- Data -
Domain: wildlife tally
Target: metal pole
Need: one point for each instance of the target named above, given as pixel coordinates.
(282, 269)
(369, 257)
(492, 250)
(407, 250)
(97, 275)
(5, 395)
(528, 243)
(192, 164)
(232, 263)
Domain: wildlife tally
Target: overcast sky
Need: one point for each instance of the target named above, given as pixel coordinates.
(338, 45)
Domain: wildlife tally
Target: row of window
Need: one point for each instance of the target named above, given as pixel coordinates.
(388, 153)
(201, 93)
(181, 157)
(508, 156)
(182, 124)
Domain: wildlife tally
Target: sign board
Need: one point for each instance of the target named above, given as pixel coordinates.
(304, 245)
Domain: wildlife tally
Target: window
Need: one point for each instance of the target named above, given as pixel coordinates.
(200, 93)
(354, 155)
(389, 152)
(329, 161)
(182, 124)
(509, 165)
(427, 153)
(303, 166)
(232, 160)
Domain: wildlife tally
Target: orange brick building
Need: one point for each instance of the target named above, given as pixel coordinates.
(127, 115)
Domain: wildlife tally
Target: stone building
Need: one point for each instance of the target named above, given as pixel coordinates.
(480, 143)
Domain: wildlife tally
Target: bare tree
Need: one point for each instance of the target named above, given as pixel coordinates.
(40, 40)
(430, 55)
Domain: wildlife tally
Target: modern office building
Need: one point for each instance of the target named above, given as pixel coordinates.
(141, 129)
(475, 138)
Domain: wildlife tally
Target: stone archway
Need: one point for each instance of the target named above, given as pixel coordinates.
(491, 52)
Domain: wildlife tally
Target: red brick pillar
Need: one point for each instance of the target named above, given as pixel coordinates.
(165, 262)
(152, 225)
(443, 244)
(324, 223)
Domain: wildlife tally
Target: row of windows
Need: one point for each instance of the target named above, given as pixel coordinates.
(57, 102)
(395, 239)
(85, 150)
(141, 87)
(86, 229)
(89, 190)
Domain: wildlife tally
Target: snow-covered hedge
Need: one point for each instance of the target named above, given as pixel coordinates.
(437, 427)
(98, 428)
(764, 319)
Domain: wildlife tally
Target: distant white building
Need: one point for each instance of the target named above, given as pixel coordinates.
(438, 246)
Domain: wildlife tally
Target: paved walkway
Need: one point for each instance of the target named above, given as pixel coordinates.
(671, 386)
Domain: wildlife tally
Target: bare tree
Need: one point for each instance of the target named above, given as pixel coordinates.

- To do -
Return the full listing, character for character.

- Written solution -
Domain: wildlife tally
Target: metal pole
Need: one point for each instance of the target named above, given as pixel coordinates.
(282, 269)
(369, 257)
(492, 250)
(407, 250)
(97, 275)
(5, 395)
(528, 243)
(192, 164)
(232, 263)
Domain: wildlife tally
Target: overcast sky
Need: one point for each instance of the target named above, given as pixel coordinates.
(338, 45)
Domain: wildlife tally
Target: row of window
Need: one point for each instance of the target named above, given as pixel coordinates.
(388, 153)
(201, 93)
(181, 157)
(508, 156)
(182, 124)
Domain: wildlife tally
Target: sign board
Need: one point for each instance of the target named above, given as pixel coordinates.
(304, 245)
Domain: wildlife tally
Target: window
Need: one point for each instance of the target named above, given as pixel coordinates.
(200, 93)
(354, 155)
(389, 152)
(329, 161)
(182, 124)
(509, 165)
(427, 153)
(303, 166)
(232, 160)
Domain: wildlife tally
Target: orange brick building
Need: one point for each instance of the target named above, given as pixel coordinates.
(127, 115)
Domain: wildlife tally
Target: stone building
Need: one point for each instance of the target named above, given as pixel coordinates.
(480, 143)
Domain: wildlife tally
Target: bare tree
Need: one point for each instance of the target named above, given as pixel coordinates.
(40, 40)
(430, 55)
Domain: wildlife tally
Target: modern office building
Need: one point for each instance of the target named above, given as pixel coordinates.
(141, 129)
(475, 138)
Domain: wildlife tally
Target: stone archway
Need: one point for each instance of the target named above, given as pixel coordinates.
(491, 52)
Domain: wildlife tally
Target: red brick pillar
Need: one point for each instance of the target named above, given as pixel coordinates.
(165, 262)
(152, 225)
(443, 244)
(324, 223)
Domain: wildlife tally
Target: row of windows
Need: one point for each instance of the target named above, given as pixel coordinates.
(57, 102)
(395, 239)
(85, 150)
(141, 87)
(86, 229)
(89, 190)
Domain: wildlife tally
Target: snow-covered hedge
Need: one point for each instance of the target named above, given as pixel coordinates.
(437, 427)
(98, 428)
(764, 319)
Domain: wildlife tally
Target: distant white building
Need: one point for each instance of the target named above, given as pixel coordinates.
(438, 246)
Domain: wildlife tally
Target: paved walkway
Need: one point for each instance of the target named above, given as pixel coordinates.
(671, 386)
Domain: wildlife tally
Target: bare tree
Need: one point for each instance of the target named above, given as pixel coordinates.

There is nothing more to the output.